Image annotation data
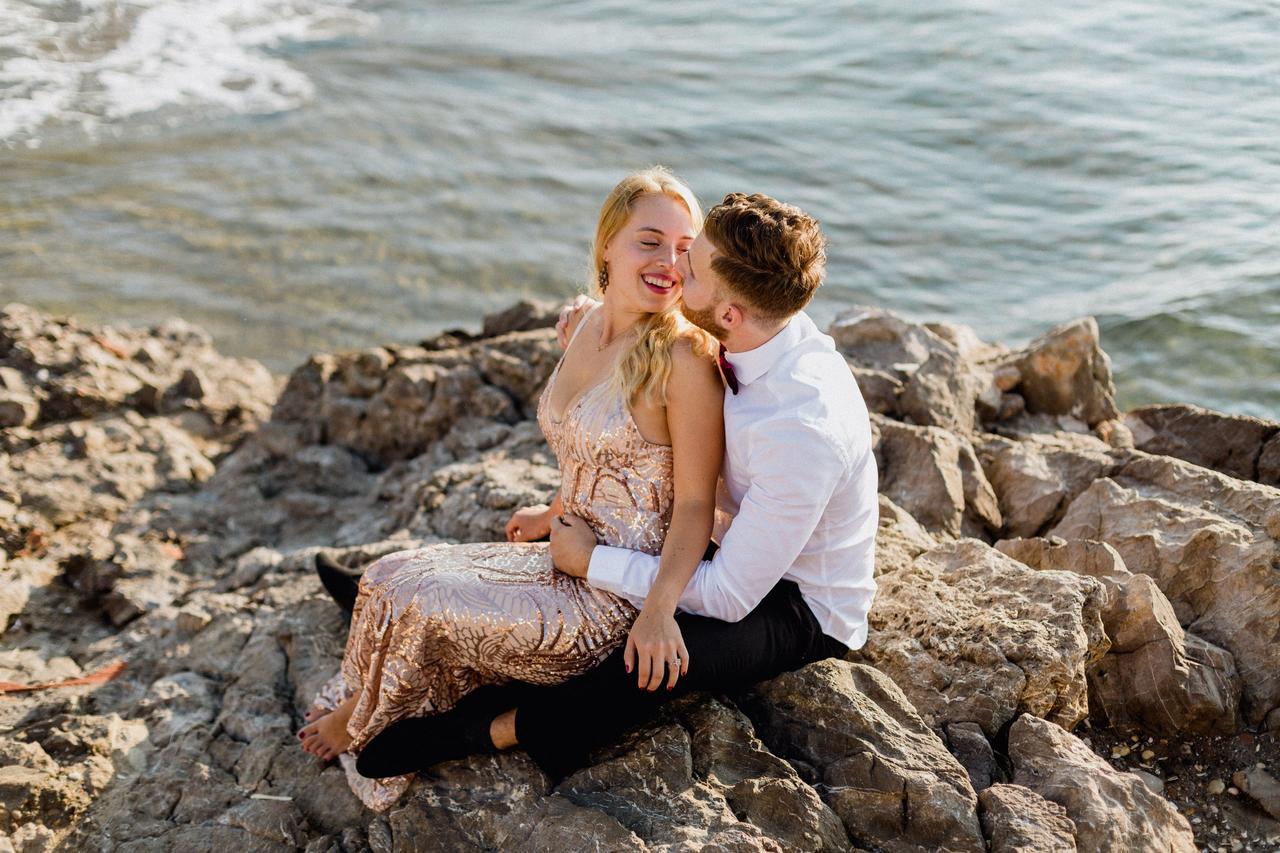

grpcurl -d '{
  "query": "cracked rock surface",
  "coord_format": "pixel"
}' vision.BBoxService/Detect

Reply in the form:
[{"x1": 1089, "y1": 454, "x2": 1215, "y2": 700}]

• **WHAT THIS TASK INVOLVES**:
Present every line of the listing as a JSON list of strings, one string per line, with blank lines and pictures omitted.

• **THE ANSWER**:
[
  "grpcurl -d '{",
  "  \"query\": \"cracked rock surface\",",
  "  \"coord_format\": \"pixel\"",
  "}' vision.BBoxService/Detect",
  "Reply in the form:",
  "[{\"x1\": 1089, \"y1\": 454, \"x2\": 1215, \"y2\": 700}]"
]